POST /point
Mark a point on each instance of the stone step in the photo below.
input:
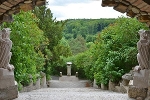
(68, 78)
(69, 84)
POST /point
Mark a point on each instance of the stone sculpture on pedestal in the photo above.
(141, 71)
(69, 68)
(8, 88)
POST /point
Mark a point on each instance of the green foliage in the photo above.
(87, 28)
(26, 38)
(116, 50)
(53, 32)
(77, 45)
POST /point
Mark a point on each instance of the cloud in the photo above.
(75, 9)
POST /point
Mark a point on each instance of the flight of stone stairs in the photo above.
(69, 82)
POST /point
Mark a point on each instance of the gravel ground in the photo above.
(72, 94)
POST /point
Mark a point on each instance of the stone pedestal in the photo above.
(111, 86)
(140, 78)
(134, 92)
(69, 68)
(8, 88)
(104, 87)
(94, 84)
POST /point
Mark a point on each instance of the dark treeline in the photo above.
(85, 27)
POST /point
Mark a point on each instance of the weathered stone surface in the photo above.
(69, 68)
(104, 87)
(94, 84)
(111, 86)
(43, 82)
(6, 78)
(127, 76)
(140, 78)
(9, 93)
(123, 89)
(134, 92)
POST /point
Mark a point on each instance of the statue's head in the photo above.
(6, 32)
(143, 34)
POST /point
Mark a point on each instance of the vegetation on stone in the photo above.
(101, 49)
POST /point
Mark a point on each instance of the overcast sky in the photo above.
(75, 9)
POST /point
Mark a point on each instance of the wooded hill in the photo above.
(85, 27)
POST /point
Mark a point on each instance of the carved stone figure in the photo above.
(5, 47)
(143, 46)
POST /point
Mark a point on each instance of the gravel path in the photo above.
(71, 94)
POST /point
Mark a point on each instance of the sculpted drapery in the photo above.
(5, 47)
(143, 46)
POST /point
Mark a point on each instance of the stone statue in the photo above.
(5, 47)
(143, 46)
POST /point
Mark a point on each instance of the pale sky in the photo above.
(76, 9)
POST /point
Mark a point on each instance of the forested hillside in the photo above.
(85, 27)
(81, 33)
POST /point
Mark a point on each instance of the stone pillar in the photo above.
(69, 68)
(8, 87)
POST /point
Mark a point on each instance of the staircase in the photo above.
(69, 82)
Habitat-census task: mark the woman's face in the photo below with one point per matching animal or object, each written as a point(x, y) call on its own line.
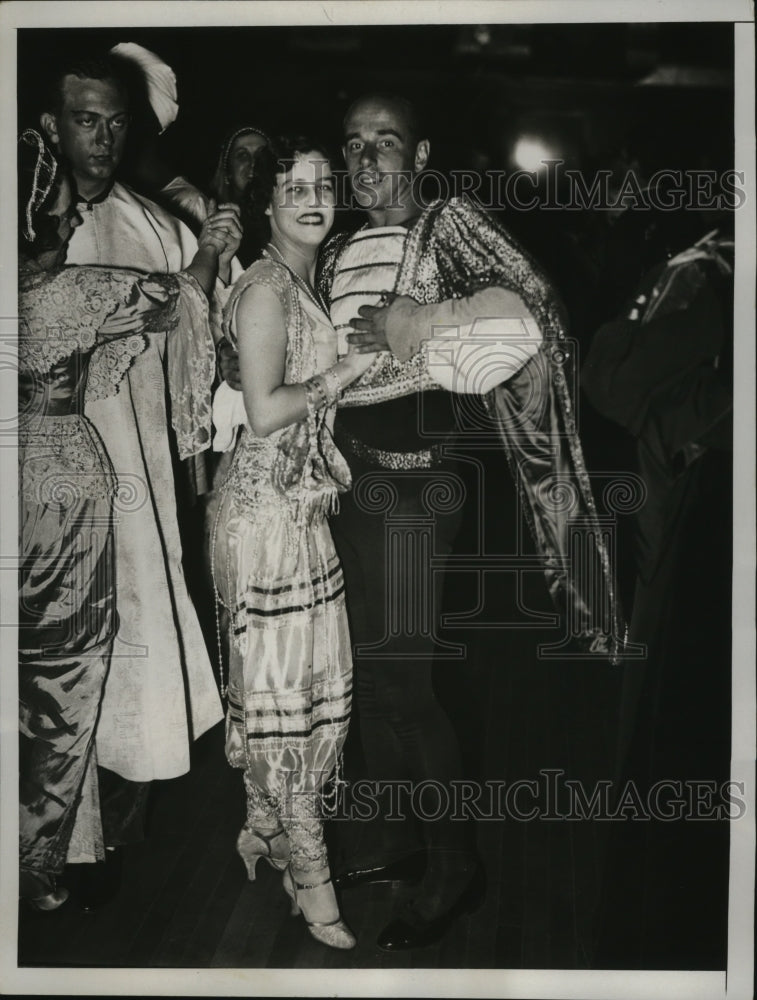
point(241, 161)
point(302, 206)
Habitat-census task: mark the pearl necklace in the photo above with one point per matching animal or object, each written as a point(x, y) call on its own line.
point(317, 302)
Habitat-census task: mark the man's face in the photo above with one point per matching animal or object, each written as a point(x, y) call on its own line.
point(90, 130)
point(381, 154)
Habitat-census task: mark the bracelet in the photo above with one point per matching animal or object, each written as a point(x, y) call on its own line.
point(327, 385)
point(333, 384)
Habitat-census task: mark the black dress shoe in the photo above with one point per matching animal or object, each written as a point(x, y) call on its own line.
point(99, 883)
point(408, 869)
point(416, 931)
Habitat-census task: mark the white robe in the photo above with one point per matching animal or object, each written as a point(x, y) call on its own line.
point(160, 693)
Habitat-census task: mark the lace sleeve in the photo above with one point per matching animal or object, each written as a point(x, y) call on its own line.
point(190, 368)
point(63, 311)
point(141, 304)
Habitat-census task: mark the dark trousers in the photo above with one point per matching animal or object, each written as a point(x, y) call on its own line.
point(392, 534)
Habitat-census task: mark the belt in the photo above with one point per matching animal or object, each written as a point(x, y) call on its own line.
point(426, 458)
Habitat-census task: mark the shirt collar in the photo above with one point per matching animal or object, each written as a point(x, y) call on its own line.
point(98, 198)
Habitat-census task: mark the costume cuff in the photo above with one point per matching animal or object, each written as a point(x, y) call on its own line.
point(472, 343)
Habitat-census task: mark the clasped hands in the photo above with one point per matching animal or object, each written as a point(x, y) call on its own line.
point(368, 337)
point(222, 230)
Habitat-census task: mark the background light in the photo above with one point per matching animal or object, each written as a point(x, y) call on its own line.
point(530, 153)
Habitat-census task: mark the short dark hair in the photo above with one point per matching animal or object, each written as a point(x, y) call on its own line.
point(86, 67)
point(276, 158)
point(408, 108)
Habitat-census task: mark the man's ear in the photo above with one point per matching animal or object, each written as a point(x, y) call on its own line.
point(49, 125)
point(422, 153)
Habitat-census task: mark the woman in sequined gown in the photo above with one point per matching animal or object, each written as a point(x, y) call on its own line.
point(275, 567)
point(80, 328)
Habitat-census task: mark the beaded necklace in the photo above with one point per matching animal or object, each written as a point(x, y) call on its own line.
point(314, 296)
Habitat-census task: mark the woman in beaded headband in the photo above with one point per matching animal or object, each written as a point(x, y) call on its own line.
point(275, 567)
point(236, 163)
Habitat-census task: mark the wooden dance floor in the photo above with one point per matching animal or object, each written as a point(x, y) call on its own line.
point(560, 894)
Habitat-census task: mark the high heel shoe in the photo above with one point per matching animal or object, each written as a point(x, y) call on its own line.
point(39, 891)
point(334, 933)
point(252, 845)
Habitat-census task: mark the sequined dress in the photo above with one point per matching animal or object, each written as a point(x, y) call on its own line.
point(278, 575)
point(80, 329)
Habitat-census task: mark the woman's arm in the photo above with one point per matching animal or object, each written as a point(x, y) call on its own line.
point(217, 243)
point(262, 341)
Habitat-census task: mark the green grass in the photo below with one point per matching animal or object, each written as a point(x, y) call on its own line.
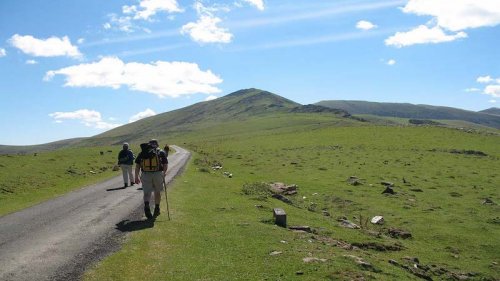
------------------------------------------------
[EXERCISE DIRECTIONS]
Rewrite all the records above, replacing every "photo" with "image" and changing nothing else. Leave the pictures out of your answer.

[EXERCISE RESPONSE]
POST /point
Mark a point on each instance of the stone step in the image below.
input:
(68, 78)
(69, 84)
POST /point
Mark a point on each instance of the stone sculpture on pedestal in the image above.
(141, 71)
(69, 68)
(8, 88)
POST /point
Mark a point on each instance of the green foliage in the image above.
(87, 28)
(26, 38)
(116, 50)
(53, 32)
(77, 45)
POST /point
Mark a point on each instance of the cloud in the image above.
(75, 9)
POST /point
Mark a point on each instance of the flight of stone stairs in the image above.
(69, 82)
POST /point
Mark a point on each instance of the gravel ground in the image above.
(72, 94)
POST /point
Mark a point on each instance of the stone pedestal in the image above.
(111, 86)
(140, 78)
(134, 92)
(69, 68)
(8, 88)
(104, 87)
(94, 84)
POST /point
Mark a point on each instance of the dark treeline in the image above.
(85, 27)
POST /point
Mark a point on each instance of the weathered stone surface in the image above.
(69, 68)
(104, 87)
(94, 84)
(111, 86)
(43, 82)
(6, 78)
(127, 76)
(140, 78)
(9, 93)
(123, 89)
(134, 92)
POST /point
Mark a point on each instance of the statue's head in the image above.
(6, 32)
(143, 34)
POST /point
Mark a point on each instance of the vegetation on stone in the image above.
(101, 49)
POST /point
Mark a point on each instance of the overcast sky in the image above.
(75, 9)
POST /point
Mark a point on each instance of the wooded hill in the image above.
(85, 27)
POST /point
Mark a point on each instance of the carved stone figure in the image above.
(5, 47)
(143, 46)
POST /point
Mark a point on each instance of the gravel path in the image above.
(71, 94)
POST /point
Mark a point on each instance of the sculpted drapery in the image above.
(5, 47)
(143, 46)
POST /point
Mark a point on each instance of the stone statue in the image above.
(5, 47)
(143, 46)
POST /point
Mark a point on each instance of the pale sky in the image above.
(76, 9)
POST /point
Mark a point on each instance of the forested hillside in the image above.
(85, 27)
(81, 33)
POST /point
Mark a point on each instance of the stone pillar in the image above.
(69, 68)
(8, 87)
POST /point
Mark a point on each instance of the staircase in the image above.
(69, 82)
Habitat-census task: mark the woman's face in the image below with one point per matching animal or object, each written as a point(x, y) call on its own line.
point(241, 161)
point(302, 206)
Habitat-census task: mark the pearl necklace in the image above with one point per matching animal or object, each written as a point(x, y) call on its own line.
point(317, 302)
Habitat-census task: mark the man's face in the image above with one point per matching animal or object, each written as a point(x, y) call on its own line.
point(90, 130)
point(381, 154)
Habitat-census task: mark the bracelet in the image above with one point per matching animal or object, each written as a point(x, y) call on its own line.
point(327, 385)
point(333, 384)
Habitat-census task: mark the black dress shoe in the image above with one point per matching animal or object, each written as a point(x, y) call on its own line.
point(99, 883)
point(408, 869)
point(416, 931)
Habitat-census task: mark the white robe in the image above with one point per matching animal or object, each written as a point(x, y) call on its own line.
point(160, 693)
Habitat-census task: mark the lace sleeve in the image above with one point per matching animal or object, each written as a point(x, y) call on its own line.
point(190, 368)
point(63, 311)
point(141, 304)
Habitat-census task: mark the dark trousers in the image above with one point per matching animal or object, each written as a point(x, y) call on its own line.
point(392, 534)
Habitat-census task: mark the belt in the image above with one point per matching animal or object, each written as a point(x, y) call on its own line.
point(426, 458)
Habitat-census task: mark the shirt collar in the image above with one point per matching animal or object, each written as a point(x, y) call on its own line.
point(98, 198)
Habitat-census task: mark the costume cuff in the image above with one point per matching animal or object, each written as a point(x, y) call on its own line.
point(472, 343)
Habitat-census task: mark the clasped hands in the image above with one point per matching animal or object, each written as a point(x, y) call on its own line.
point(368, 337)
point(222, 230)
Habitat-census task: mark the background light in the image above with one point per matching animal or object, each written as a point(x, y) call on its own line.
point(530, 153)
Habitat-census task: mark the short dark hair in the image above with one point per matching animal or object, each written as a point(x, y) call on its own line.
point(86, 67)
point(276, 158)
point(408, 108)
Habitat-census task: mark the man's ear in the image above with one point per matching animal or object, each written as a point(x, y) call on its own line.
point(49, 125)
point(422, 153)
Habitat-census task: mark the woman in sequined gown in the image above with one point per matching animal or object, each written as a point(x, y) call on its own line.
point(275, 567)
point(80, 328)
Habitat-census task: mark the beaded necklace in the image above with one point per matching animal or object, each written as a point(x, y) call on its own line.
point(314, 296)
Habitat-census task: mark the woman in beaded headband in the image above with one point per matching animal or object, each written as a point(x, y) call on its own line.
point(275, 567)
point(236, 163)
Habitat-census task: mark the wooden dance floor in the image above with one point per matching animal or object, each written as a point(x, y) call on its own line.
point(560, 894)
Habitat-census task: mark the high heel shoe in the image above with one point per matching animal or object, each written as a point(x, y) call on its own line.
point(39, 891)
point(334, 933)
point(252, 845)
Habitat-census task: mark the sequined dress in the image above with one point per matching animal or object, each written as a point(x, y) call on its own line.
point(278, 575)
point(80, 329)
Habitat-census task: mark the woman's arm in the image above with one point per matching animal or object, each written as a point(x, y) call on its own line.
point(217, 243)
point(262, 341)
Habitat-census task: mark the green grass in the image below with one point per matching animal or object, each written as a point(x, y) call on its own line.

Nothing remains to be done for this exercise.